═════ Texte fourni
Noble entreprise
Chères spectatrices, chers spectateurs,
Raconter une histoire en images, évoquer l’intime et l’universel, défendre un propos, imposer des personnages, mobiliser des énergies ; il faut tout cela pour faire exister un film, et c’est une noble entreprise. On peut s’y risquer avec délicatesse comme Kelly Reichardt dans Showing Up, ou de façon plus baroque, brutale, déconstruite, comme Saul Williams et Anisia Uzeyman pour Neptune Frost. Le duo sera dans la salle mercredi à 20h pour présenter ce film musical hypnotique et déroutant d’une Afrique futuriste. Mais l’entreprise peut aussi être sujet de cinéma. C’est le projet de EN(tre)PRISE DIRECTE, un nouveau rendez-vous dont la première aura lieu mardi soir. Avant cette date qui clôturera la semaine et outre les films affichés en bas de lettre, nous aurons suivi trois autres événements qui nous sont plus familiers. Une séance CJC (jeudi 20h), un Rendez-vous du cinéma Grec (vendredi 20h) et un dominical Du Décor à l’Ecran devant Thérèse, du génial Alain Cavalier, à 18h.
══════════
═════ Documents fournis
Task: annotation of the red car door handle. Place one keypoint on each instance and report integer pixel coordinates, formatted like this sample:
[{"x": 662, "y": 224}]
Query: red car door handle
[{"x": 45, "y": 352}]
══════════
**Objectif:** Poursuivez la lettre de programmation du cinéma à partir de sa dernière phrase. La liste n'est d'aucune utilité pour cet exercice.

**Corrigé:**
Commençons donc par le programme sensoriel, flottant et envoûtant des Intimes Territoires, proposé par le Collectif jeune Cinéma (CJC). Jeudi soir, Ignorant ta chute, film numérique de Mario Fanfani et Emmanuel Vigier, entrera en résonnance avec Agua de vinagre, projeté lui en 35mm, et réalisé dans le même format par Frédérique Menant. Débat à suivre. Le lendemain à 20h, Yorgos Goussis sera l’invité des Rendez-vous du cinéma Grec pour présenter et nous faire découvrir Magnetic fields, un drame inattendu…
Alain Cavalier est un drôle de réalisateur, par ses sujets, par son ton, par son économie, et surtout par sa façon de travailler. Dimanche à 18h, Jean-Pierre Berthomé, historien du décor de cinéma, qui dédicacera de son nouveau livre, LE DÉCOR DE FILM de D. W. Griffith à Bong Joon-Ho et présentera Thérèse, la sainte de Lisieux.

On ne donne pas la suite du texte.